The most common cause of facial paralysis is due to Bell Palsy.  While most of the time, Bell Palsy patients recover fully, research tells us that about 20-30% have lasting weakness or paralysis.

I first started treating people with facial paralysis because I was an inner ear vestibular specialist.  The vestibular system, or inner ear balance system, is innervated by cranial nerve 8 (the Vestibular Nerve).  The muscles of the face used for facial expression are innervated by cranial nerve 7 (the Facial Nerve).  These 2 nerves run side by side on their way to the brain in a tunnel in the bone called the Internal Auditory Canal (IAC).  This is a very narrow space, with only enough room for the nerves to travel.  If a tumor is growing in this small place, or an infection travels to this area, both nerves can be damaged.   When facial paralysis does occur, it can take a long time for the nerve to heal.  The first signs of movements of the face can be only just a flicker, but as the nerve heals, the movements can become stronger.  Working with a physical therapist who has special training in treating facial paralysis can help improve the outcome for patients with this problem. 

At Equinox Physical Therapy, we teach people with facial paralysis what to expect while they are recovering, how to do stretches to ease pain and tightness in the face, how to retrain the muscles to move in a symmetrical way with the unaffected side of the face, and how to manage a condition called synkinesis.  Synkinesis is a condition that can occur when the facial nerve is healing and nerve branches go to unintended muscles.  The result is that the patient has difficulty isolating movements in separate regions of the face.  (For example, when a person smiles, their eye closes.)  Like any field, it is important to stay up to date with the standard of care for treating these problems.  Twenty years ago when I first went to physical therapy school, we were taught facial paralysis treatments that included the use of electric stimulation to treat the facial muscles.  We now know that this is not such a good idea, as it is thought that it can promote synkinesis…   I hope this information helps you to understand more about facial paralysis, and what to expect when working with a therapist who specializes in this condition.

○ ○ ○ ○

WHAT THIS EXERCISE ASKS
**1.** Rewrite the paragraph in the passage on facial paralysis that begins "At Equinox Physical Therapy" as a short bulleted list that keeps its main facts.
**2.** In the passage on facial paralysis, which cranial nerve innervates the muscles used for facial expression?
The material that comes next has no connection to the passage on facial paralysis.

EXTRACTED INFORMATION

○ ○ ○ ○

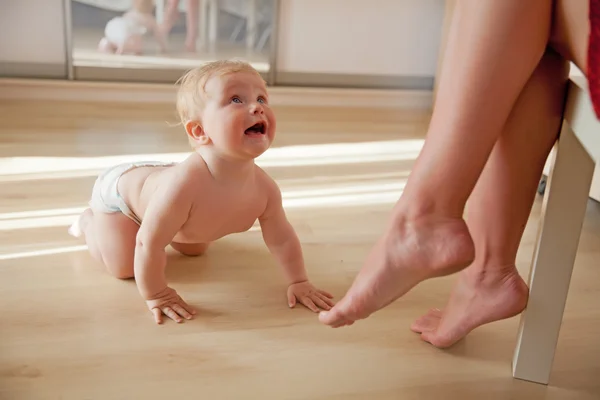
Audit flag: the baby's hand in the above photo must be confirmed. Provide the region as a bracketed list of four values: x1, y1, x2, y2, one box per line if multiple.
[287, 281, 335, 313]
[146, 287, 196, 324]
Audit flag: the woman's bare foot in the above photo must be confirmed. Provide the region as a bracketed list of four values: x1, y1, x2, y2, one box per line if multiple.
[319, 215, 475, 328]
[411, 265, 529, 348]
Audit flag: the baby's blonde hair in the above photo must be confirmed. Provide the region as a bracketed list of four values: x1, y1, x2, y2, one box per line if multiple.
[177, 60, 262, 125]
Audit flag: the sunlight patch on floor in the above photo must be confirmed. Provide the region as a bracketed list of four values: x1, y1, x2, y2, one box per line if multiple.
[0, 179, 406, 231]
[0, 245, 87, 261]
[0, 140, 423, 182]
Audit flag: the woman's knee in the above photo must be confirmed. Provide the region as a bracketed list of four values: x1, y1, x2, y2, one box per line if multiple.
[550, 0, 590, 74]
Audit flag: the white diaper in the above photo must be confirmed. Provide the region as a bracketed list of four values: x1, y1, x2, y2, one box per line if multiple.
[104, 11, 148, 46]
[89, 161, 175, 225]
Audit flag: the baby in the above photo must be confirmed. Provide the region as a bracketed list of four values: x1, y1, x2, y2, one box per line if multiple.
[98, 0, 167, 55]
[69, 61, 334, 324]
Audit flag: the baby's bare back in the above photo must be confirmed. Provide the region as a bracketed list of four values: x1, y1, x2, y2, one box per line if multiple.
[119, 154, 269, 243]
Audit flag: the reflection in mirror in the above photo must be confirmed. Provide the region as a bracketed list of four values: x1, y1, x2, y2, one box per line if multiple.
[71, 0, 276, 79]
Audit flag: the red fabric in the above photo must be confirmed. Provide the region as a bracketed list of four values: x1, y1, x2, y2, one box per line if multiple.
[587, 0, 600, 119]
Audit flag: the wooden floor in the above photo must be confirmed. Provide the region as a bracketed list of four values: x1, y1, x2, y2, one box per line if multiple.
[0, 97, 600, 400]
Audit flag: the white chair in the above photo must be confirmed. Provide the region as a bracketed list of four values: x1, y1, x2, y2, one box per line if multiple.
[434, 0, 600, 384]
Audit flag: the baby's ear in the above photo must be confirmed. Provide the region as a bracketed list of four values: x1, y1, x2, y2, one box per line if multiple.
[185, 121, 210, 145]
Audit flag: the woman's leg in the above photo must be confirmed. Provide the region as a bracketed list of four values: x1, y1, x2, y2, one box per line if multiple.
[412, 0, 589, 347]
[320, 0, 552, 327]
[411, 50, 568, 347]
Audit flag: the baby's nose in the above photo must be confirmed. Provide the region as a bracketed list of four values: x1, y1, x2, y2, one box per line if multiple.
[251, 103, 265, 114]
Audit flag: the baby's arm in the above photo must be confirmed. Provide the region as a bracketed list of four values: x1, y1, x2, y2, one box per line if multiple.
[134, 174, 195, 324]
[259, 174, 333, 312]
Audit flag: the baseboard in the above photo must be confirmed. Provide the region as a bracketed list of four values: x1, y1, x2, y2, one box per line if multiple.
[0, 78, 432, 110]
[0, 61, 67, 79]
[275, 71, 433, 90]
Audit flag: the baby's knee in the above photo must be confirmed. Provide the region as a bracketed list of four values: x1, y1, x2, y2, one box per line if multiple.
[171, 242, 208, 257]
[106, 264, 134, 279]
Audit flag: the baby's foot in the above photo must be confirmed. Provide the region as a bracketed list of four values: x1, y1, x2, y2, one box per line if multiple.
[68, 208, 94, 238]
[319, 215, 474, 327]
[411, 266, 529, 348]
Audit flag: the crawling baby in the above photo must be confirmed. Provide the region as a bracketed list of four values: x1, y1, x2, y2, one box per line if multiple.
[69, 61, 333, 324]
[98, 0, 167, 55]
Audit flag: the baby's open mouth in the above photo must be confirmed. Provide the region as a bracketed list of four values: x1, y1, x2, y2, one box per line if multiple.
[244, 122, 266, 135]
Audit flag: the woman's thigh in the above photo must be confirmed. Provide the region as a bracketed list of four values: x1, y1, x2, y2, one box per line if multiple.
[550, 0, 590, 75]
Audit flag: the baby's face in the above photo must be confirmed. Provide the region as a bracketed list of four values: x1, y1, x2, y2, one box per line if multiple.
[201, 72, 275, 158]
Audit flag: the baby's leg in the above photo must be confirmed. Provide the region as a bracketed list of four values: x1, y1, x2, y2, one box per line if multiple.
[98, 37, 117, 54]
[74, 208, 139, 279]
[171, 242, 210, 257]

○ ○ ○ ○

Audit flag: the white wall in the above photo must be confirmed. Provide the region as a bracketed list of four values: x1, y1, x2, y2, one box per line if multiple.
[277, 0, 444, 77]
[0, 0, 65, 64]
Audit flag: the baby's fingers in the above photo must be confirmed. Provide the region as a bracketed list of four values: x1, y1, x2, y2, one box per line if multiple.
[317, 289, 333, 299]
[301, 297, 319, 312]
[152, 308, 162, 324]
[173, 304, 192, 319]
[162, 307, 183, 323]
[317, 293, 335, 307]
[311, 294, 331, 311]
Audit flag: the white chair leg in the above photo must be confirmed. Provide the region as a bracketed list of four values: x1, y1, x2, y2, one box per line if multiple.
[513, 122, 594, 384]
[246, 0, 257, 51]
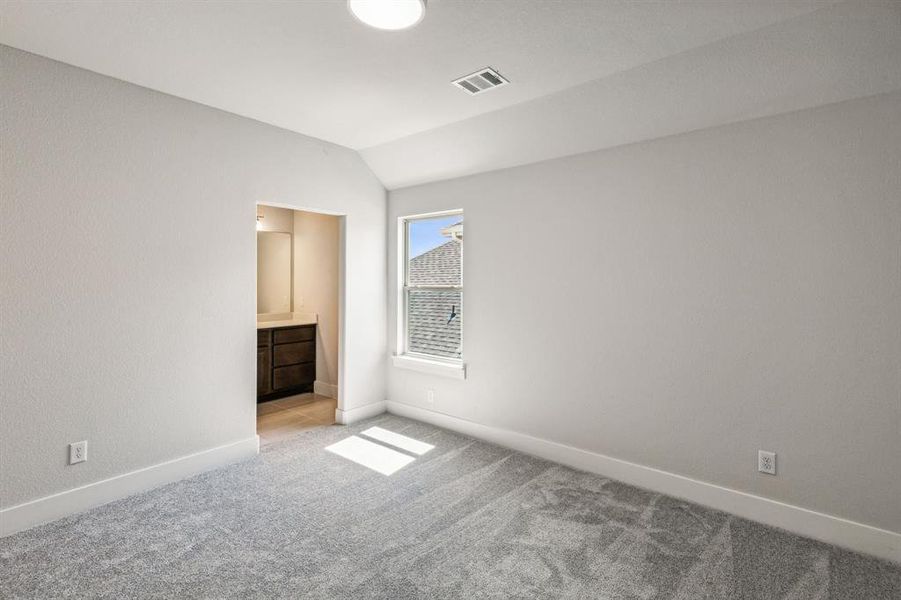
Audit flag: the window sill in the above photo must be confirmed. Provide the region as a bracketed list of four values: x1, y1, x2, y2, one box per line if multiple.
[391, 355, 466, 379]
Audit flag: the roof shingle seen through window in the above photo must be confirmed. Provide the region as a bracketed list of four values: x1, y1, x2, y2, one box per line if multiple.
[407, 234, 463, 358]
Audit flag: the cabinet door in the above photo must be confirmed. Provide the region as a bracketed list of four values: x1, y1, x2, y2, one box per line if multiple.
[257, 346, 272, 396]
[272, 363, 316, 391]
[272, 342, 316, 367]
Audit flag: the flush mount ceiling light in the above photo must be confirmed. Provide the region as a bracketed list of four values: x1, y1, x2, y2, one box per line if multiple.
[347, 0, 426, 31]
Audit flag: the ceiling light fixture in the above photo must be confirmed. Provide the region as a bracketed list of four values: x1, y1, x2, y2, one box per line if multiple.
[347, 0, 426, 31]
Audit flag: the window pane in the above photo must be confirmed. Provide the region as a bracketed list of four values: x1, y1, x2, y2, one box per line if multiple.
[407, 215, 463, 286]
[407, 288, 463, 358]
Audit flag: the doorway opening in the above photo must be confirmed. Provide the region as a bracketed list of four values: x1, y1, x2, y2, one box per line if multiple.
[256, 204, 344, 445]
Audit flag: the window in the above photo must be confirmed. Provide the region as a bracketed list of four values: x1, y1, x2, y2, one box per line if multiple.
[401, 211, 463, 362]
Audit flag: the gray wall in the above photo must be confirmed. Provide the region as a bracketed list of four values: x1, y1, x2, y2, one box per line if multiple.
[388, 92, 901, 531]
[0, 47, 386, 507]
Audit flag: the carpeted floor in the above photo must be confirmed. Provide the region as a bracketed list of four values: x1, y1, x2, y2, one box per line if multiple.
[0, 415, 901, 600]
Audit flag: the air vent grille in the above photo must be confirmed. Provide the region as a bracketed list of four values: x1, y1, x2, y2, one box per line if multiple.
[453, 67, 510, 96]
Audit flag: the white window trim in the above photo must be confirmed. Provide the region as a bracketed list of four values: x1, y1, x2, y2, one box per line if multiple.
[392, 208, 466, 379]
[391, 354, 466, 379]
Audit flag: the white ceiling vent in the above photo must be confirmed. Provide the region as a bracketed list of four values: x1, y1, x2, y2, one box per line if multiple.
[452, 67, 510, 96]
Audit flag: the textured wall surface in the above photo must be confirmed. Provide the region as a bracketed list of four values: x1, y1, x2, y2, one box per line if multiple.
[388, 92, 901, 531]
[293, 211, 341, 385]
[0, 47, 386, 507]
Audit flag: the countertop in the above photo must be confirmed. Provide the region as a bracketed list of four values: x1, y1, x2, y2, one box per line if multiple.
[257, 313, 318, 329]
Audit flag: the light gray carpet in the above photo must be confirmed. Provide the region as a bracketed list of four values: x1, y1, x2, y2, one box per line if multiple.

○ ○ ○ ○

ANSWERS FOR THIS EXERCISE
**1.**
- Equinox Physical Therapy teaches people with facial paralysis:
  - what to expect during recovery
  - stretches to ease facial pain and tightness
  - how to retrain muscles to move symmetrically with the unaffected side
  - how to manage synkinesis
- Synkinesis can occur as the facial nerve heals and nerve branches go to unintended muscles, making it hard to isolate movements in separate regions of the face (for example, the eye closes when the person smiles).
- Staying current with the standard of care matters.
- Electric stimulation of the facial muscles was taught twenty years ago. It is now considered a poor idea because it is thought to promote synkinesis.

**2.** Cranial nerve 7, the Facial Nerve.